Copy every record exactly, with nothing left out.
[Record excerpts]
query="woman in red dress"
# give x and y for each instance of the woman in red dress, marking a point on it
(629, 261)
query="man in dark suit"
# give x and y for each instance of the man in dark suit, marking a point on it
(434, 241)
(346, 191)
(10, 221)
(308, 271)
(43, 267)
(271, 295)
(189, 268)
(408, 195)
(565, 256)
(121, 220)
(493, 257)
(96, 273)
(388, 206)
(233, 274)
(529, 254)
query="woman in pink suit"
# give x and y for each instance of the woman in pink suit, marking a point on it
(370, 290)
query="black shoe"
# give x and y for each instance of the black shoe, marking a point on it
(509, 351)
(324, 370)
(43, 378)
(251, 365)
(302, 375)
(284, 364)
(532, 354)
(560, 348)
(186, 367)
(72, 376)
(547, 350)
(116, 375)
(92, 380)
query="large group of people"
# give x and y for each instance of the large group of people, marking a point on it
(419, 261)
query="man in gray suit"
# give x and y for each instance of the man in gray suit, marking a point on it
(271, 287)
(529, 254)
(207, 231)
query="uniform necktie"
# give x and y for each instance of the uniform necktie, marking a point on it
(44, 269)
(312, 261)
[/Record excerpts]
Solution to this task —
query="woman in red dress"
# give x and y for each instance of the woman in red dress, marking a point on it
(629, 261)
query="man in dark suit"
# give x and y for each instance of the man in dark suit, marking a point on it
(434, 241)
(346, 191)
(10, 221)
(308, 271)
(43, 267)
(271, 295)
(189, 268)
(408, 195)
(565, 256)
(121, 220)
(493, 257)
(96, 273)
(388, 206)
(233, 274)
(529, 254)
query="woman in pink suit"
# give x and y for each instance of the woman in pink suit, marking a point on it
(370, 290)
query="black shoe"
# give x and y for each instance of the black shoe, marking a point on it
(509, 351)
(324, 370)
(43, 378)
(251, 365)
(302, 375)
(284, 364)
(532, 354)
(560, 348)
(186, 367)
(72, 376)
(547, 350)
(116, 375)
(92, 380)
query="large group of people"
# give x and y for each instance of the large group of people, marking a point on it
(419, 261)
query="man in gray suit"
# give x and y for each instance of the man in gray suit, marking a point on it
(271, 287)
(529, 254)
(207, 231)
query="uniform necktie"
# give x and y for each instance of the uniform necktie, marking a point on it
(44, 269)
(312, 261)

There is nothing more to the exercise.